- _Document text_
Struct ProductDomain 

pub struct ProductDomain { /* private fields */ }

A product domain representing a tuple of component domains.

Product domains enable cross-domain reasoning by creating composite types from multiple base domains. The cardinality of a product domain is the product of its component cardinalities.

Examples

use tensorlogic_adapters::ProductDomain;

let product = ProductDomain::new(vec![
    "Person".to_string(),
    "Location".to_string()
]);

assert_eq!(product.arity(), 2);
assert_eq!(product.to_string(), "Person × Location");

Implementations

impl ProductDomain

pub fn new(components: Vec<String>) -> Self

Create a new product domain from component domains.

Panics

Panics if components has fewer than 2 elements.

Examples

use tensorlogic_adapters::ProductDomain;

let product = ProductDomain::new(vec!["A".to_string(), "B".to_string()]);
assert_eq!(product.arity(), 2);

pub fn binary(a: impl Into<String>, b: impl Into<String>) -> Self

Create a binary product domain (A × B).

- _Work instructions_
Please write out the ProductDomain documentation above word for word, from "Product domains enable" to "its component cardinalities.".

- _Listed entries_

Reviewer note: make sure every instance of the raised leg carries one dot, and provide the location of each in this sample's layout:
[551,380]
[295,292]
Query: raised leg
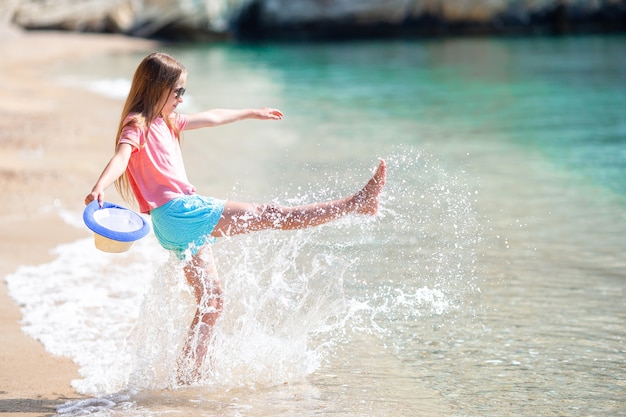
[241,218]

- _Response below_
Product domains enable cross-domain reasoning by creating composite types from multiple base domains. The cardinality of a product domain is the product of its component cardinalities.